| Records for this exercise |

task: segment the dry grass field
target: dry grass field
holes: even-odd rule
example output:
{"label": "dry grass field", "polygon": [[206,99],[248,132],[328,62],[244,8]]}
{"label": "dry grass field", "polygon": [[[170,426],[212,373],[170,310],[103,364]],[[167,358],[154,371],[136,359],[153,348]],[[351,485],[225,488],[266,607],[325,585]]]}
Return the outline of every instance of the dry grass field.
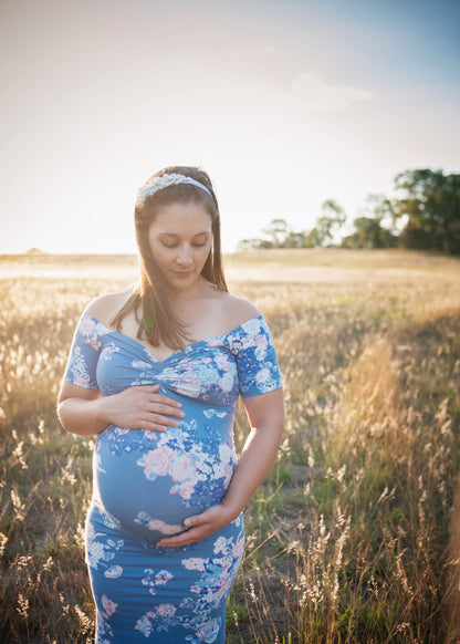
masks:
{"label": "dry grass field", "polygon": [[[459,642],[460,259],[259,251],[227,272],[271,325],[288,411],[229,644]],[[55,398],[81,311],[135,278],[129,257],[0,257],[1,642],[93,640],[93,442]]]}

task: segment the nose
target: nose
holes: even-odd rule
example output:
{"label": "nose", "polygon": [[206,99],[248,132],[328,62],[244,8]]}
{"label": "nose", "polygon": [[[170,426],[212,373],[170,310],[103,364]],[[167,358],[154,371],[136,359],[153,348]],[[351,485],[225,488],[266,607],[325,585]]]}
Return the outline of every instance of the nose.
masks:
{"label": "nose", "polygon": [[190,264],[194,261],[190,248],[188,248],[187,246],[181,246],[176,261],[179,266]]}

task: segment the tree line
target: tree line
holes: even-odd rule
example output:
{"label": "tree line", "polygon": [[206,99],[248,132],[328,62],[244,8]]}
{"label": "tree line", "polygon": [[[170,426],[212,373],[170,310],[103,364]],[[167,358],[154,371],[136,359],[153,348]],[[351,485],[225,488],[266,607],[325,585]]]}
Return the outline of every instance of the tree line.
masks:
{"label": "tree line", "polygon": [[238,250],[409,248],[460,255],[460,175],[408,169],[396,175],[394,189],[393,198],[368,195],[352,227],[342,206],[328,199],[310,230],[296,232],[275,218],[262,230],[263,238],[243,239]]}

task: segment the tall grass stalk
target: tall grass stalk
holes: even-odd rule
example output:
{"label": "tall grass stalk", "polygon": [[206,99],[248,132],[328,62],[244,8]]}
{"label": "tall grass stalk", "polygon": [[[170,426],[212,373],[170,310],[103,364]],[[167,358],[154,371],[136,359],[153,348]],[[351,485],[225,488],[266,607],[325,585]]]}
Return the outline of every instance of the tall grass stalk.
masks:
{"label": "tall grass stalk", "polygon": [[[77,316],[129,283],[122,268],[0,280],[0,641],[94,636],[93,443],[66,434],[54,405]],[[232,290],[272,328],[288,409],[245,512],[230,644],[459,641],[459,268],[394,252],[229,261]],[[241,408],[236,432],[241,445]]]}

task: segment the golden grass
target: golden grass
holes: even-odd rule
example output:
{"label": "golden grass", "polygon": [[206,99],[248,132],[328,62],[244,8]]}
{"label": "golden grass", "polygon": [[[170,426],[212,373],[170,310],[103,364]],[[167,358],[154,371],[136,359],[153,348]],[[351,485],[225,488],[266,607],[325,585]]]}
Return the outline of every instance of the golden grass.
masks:
{"label": "golden grass", "polygon": [[[23,260],[0,258],[0,641],[86,643],[93,443],[59,426],[55,396],[81,310],[136,262]],[[313,250],[226,263],[269,319],[288,409],[247,510],[229,643],[458,642],[460,261]],[[245,430],[240,409],[240,445]]]}

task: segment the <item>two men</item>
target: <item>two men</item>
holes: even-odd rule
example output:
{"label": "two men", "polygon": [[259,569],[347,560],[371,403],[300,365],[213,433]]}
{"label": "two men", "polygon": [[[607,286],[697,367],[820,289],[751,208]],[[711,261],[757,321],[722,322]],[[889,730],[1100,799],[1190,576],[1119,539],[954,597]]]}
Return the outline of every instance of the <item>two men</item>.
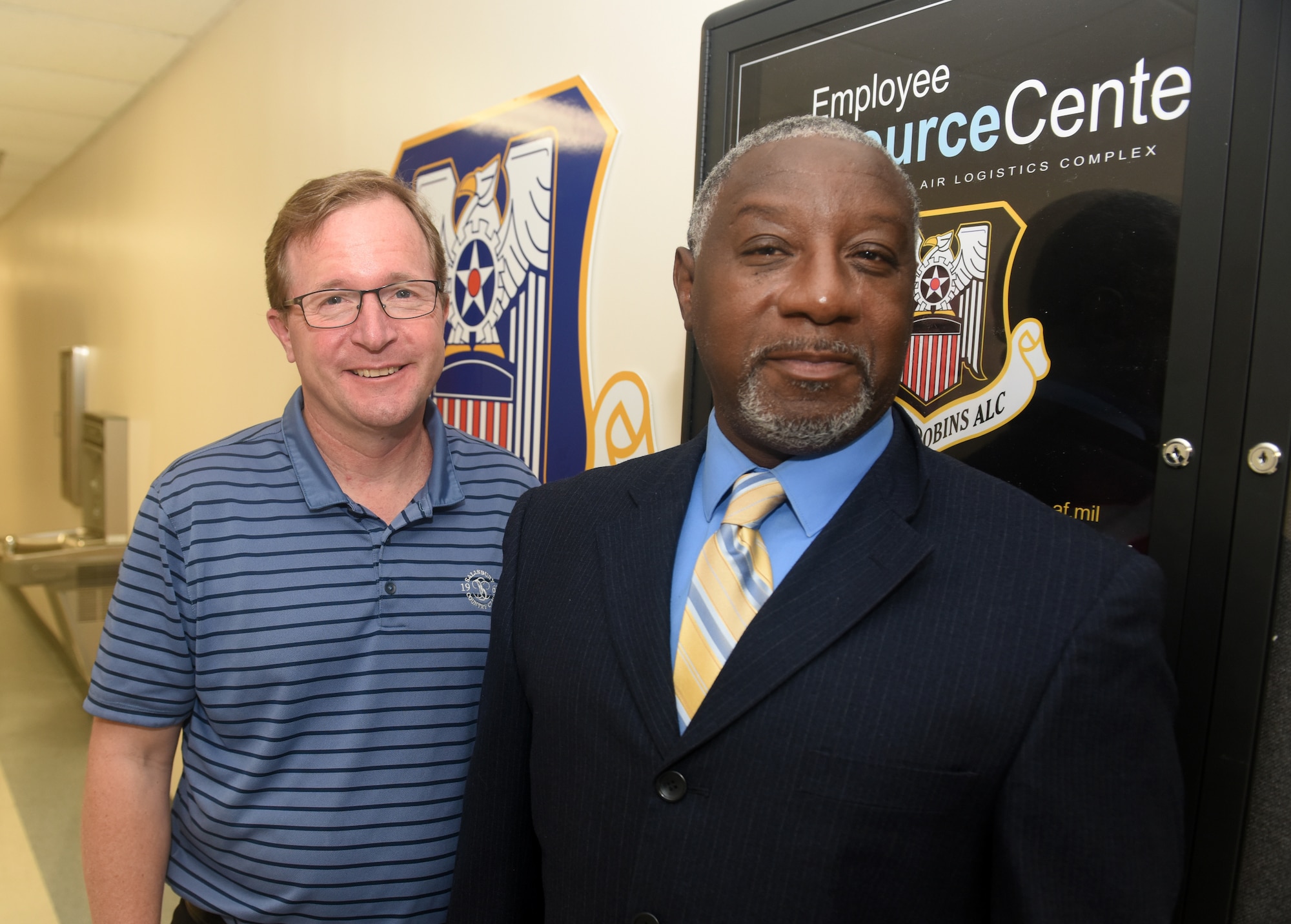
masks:
{"label": "two men", "polygon": [[917,244],[849,125],[714,168],[713,417],[516,505],[451,921],[1170,919],[1159,573],[893,412]]}
{"label": "two men", "polygon": [[176,921],[435,921],[448,902],[482,588],[536,479],[427,400],[448,276],[407,187],[305,185],[265,263],[301,387],[139,511],[85,701],[96,924],[155,924],[164,879]]}

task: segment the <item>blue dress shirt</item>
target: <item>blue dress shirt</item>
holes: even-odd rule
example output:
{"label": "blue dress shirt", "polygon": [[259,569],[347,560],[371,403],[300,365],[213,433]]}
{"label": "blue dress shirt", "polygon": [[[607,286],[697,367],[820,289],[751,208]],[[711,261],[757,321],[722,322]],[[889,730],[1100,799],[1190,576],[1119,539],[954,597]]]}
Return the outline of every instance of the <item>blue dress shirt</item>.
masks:
{"label": "blue dress shirt", "polygon": [[[785,489],[785,503],[762,521],[759,532],[771,556],[771,574],[776,586],[794,567],[816,534],[825,528],[843,501],[861,483],[892,439],[892,410],[888,409],[874,426],[842,449],[820,456],[795,456],[771,471]],[[695,474],[691,503],[682,520],[673,561],[671,657],[676,661],[676,639],[682,634],[682,614],[691,590],[695,563],[709,537],[722,525],[727,498],[735,480],[749,471],[767,471],[755,466],[735,448],[709,414],[707,443],[700,470]]]}

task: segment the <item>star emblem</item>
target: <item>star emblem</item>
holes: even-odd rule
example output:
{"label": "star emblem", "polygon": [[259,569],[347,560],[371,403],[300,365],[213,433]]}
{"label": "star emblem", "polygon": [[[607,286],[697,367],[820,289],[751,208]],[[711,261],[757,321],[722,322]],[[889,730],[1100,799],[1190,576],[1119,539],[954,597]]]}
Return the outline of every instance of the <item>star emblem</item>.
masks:
{"label": "star emblem", "polygon": [[919,279],[919,292],[923,296],[923,301],[928,305],[936,305],[940,302],[946,297],[949,283],[950,274],[946,271],[946,267],[940,263],[930,266],[923,271],[923,276]]}
{"label": "star emblem", "polygon": [[[488,311],[484,305],[484,284],[492,277],[493,267],[480,266],[482,246],[480,241],[471,241],[462,259],[457,261],[457,311],[467,324],[478,324]],[[479,314],[473,315],[471,308]]]}

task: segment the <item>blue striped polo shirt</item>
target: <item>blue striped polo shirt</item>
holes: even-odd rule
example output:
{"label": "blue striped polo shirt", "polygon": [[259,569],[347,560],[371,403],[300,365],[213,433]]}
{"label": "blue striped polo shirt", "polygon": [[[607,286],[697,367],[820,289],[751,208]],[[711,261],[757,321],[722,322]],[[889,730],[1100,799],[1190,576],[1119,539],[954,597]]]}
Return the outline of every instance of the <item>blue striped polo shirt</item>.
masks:
{"label": "blue striped polo shirt", "polygon": [[232,921],[440,921],[502,532],[537,480],[427,403],[430,477],[387,525],[302,409],[152,484],[85,708],[185,727],[181,896]]}

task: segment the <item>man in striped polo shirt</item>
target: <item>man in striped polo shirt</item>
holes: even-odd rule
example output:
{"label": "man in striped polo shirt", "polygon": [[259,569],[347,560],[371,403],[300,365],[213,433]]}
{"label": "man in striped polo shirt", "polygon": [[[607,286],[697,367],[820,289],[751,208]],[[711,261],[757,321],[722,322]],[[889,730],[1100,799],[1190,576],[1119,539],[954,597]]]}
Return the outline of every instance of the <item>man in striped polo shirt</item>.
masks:
{"label": "man in striped polo shirt", "polygon": [[[439,921],[502,532],[537,481],[447,427],[444,248],[371,170],[265,248],[301,388],[190,453],[136,521],[85,708],[96,924]],[[181,728],[183,777],[169,805]]]}

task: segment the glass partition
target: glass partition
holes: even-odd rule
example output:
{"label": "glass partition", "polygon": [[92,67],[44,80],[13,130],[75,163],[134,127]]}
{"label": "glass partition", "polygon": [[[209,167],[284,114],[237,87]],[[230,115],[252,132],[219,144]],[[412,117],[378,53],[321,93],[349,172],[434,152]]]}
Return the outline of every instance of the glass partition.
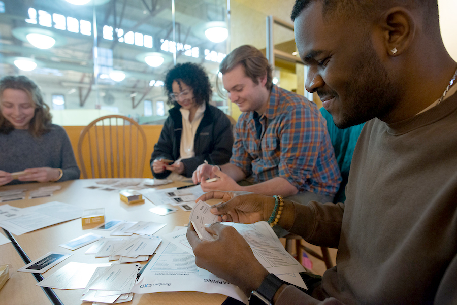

| Exercise description |
Pick out every line in the material above that contains the word "golden", and copy each one in full.

| Response to the exercise |
task: segment the golden grass
target: golden grass
{"label": "golden grass", "polygon": [[206,99],[248,132],[328,62],[244,8]]}
{"label": "golden grass", "polygon": [[[170,426],[212,373],[170,310],[103,364]],[[167,358],[154,371],[136,359],[153,348]],[[351,485],[225,488],[266,607],[325,585]]]}
Return the outline of every instance of the golden grass.
{"label": "golden grass", "polygon": [[[23,260],[0,258],[0,641],[86,643],[93,443],[59,426],[55,396],[81,310],[136,262]],[[313,250],[226,263],[269,319],[288,409],[247,510],[229,643],[458,642],[460,261]],[[245,430],[240,409],[240,445]]]}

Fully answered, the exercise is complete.